_TEXT EXCERPT:_
Getting to Grips with HA for IBM i

When it comes to high availability (HA) for IBM I, there are lots of options. There’s logical replication software like MIMIX, or a hardware-based solution like PowerHA? You could deploy to the cloud, or stay on premise? You may want to use remote journaling?

Before going any further, we should probably define High availability (HA). HA refers to the ability to keep applications running in the event of an outage. Whether planned or unplanned. An HA solution helps avoid downtime by building redundancy, detecting failure, and providing failover capabilities.

Most HA solutions for IBM i achieve this by using real-time replication methods that copy each individual transaction that hits the production database to a secondary database. In the event of an outage, the HA solution provides a “role swap” facility to redirect users to the new secondary copy.

HA is related to disaster recovery (DR), in that a properly implemented and executed HA setup could save you from needing to invoke your DR strategy in the event of an unplanned outage. But there are important differences between the two, the main one being that having an HA setup is optional, whereas having a DR strategy is an IT requirement. A HA system will also not protect you from corrupted data from human error, viruses, or ransomware, as the damage will quickly be propagated to the secondary machine.

(Region pointing data)
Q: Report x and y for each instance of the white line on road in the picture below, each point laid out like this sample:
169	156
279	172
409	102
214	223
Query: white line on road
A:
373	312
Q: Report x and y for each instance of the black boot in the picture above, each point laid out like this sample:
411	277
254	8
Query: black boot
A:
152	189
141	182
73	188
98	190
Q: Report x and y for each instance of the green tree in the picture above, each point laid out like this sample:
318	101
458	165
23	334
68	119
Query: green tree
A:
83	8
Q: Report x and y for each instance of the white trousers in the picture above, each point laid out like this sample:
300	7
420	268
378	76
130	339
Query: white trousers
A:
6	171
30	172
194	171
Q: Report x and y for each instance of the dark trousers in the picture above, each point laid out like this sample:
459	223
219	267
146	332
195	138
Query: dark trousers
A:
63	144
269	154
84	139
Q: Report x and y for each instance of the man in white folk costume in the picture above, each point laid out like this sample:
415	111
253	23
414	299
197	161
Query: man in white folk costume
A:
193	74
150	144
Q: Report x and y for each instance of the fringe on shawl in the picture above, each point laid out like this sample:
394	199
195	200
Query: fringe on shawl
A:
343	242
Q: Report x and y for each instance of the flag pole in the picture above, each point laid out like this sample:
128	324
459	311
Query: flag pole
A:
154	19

_ACTIVITY:_
According to the text excerpt on high availability for IBM i, what is the main difference between an HA setup and a DR strategy?

_EXERCISE RESULT:_
An HA setup is optional, whereas a DR strategy is an IT requirement.